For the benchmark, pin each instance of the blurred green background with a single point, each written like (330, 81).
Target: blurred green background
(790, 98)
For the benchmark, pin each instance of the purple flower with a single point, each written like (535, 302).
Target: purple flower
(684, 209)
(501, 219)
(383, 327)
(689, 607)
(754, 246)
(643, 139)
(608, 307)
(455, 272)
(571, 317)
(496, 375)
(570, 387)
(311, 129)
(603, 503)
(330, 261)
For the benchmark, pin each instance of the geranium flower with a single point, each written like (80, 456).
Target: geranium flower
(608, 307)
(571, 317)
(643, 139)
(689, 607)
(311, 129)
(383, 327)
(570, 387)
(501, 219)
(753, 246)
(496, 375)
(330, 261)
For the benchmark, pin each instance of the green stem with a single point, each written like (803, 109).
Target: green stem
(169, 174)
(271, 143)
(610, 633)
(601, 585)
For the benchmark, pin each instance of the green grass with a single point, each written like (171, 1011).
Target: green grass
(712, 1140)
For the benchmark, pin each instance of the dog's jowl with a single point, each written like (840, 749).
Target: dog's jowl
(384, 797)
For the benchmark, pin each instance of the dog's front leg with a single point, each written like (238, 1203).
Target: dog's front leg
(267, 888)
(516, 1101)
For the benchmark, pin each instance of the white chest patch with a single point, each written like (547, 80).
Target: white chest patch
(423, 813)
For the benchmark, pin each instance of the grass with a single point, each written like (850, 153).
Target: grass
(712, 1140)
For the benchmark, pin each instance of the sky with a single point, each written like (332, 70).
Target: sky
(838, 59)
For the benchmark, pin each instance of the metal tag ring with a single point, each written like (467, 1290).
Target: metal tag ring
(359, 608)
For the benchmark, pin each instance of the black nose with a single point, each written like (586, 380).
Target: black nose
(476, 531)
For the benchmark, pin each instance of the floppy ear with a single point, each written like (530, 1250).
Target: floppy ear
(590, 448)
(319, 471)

-------

## JOB
Copy every item above word for word, leaving nothing out and changing nothing.

## RESPONSE TO THE TASK
For the benchmark, pin each instance of the blurred green background with a single point, each written like (330, 81).
Target: blurred green background
(790, 98)
For the benchmark, pin each instance of the purple flower with a single point, each written like (535, 302).
Target: purple flower
(684, 209)
(501, 219)
(383, 327)
(689, 607)
(754, 246)
(643, 139)
(608, 307)
(455, 272)
(571, 317)
(496, 375)
(570, 387)
(311, 129)
(603, 503)
(330, 261)
For the benchmark, pin each instance of the geranium flower with a single point, each written like (80, 456).
Target: geranium flower
(608, 307)
(571, 317)
(643, 139)
(689, 607)
(311, 129)
(383, 327)
(570, 387)
(501, 219)
(753, 246)
(496, 375)
(330, 261)
For the benchmark, pin each instance of the green stem with a single point, each written like (803, 109).
Target: green stem
(169, 174)
(271, 143)
(610, 633)
(601, 585)
For the benchmark, pin each instance of the green grass with a single point, each written like (171, 1011).
Target: green grass
(712, 1140)
For the benchmark, pin each instance of the dog's jowl with a single point, each written like (840, 749).
Target: dog's jowl
(384, 797)
For the benchmark, pin each instance of the dog's front leg with a single point, each written like (238, 1203).
Target: dog's front leg
(267, 888)
(516, 1101)
For the benchmark, pin each instance of the white chest patch with a single point, each written like (547, 80).
Target: white chest patch
(423, 813)
For the benchmark, pin each instance of the grass with a single point, each written like (850, 153).
Target: grass
(712, 1140)
For the benchmark, pin each instance of the sky with a single point, each written like (332, 70).
Target: sky
(838, 59)
For the benchmark, pin each instance of the metal tag ring with a single point, each written like (467, 1290).
Target: metal tag ring
(359, 608)
For the benchmark, pin each instance of the black nose with a single point, each written like (586, 380).
Target: black nose
(476, 531)
For the benchmark, pin each instance of the floppy ear with a single point, each written like (530, 1250).
Target: floppy ear
(590, 448)
(319, 471)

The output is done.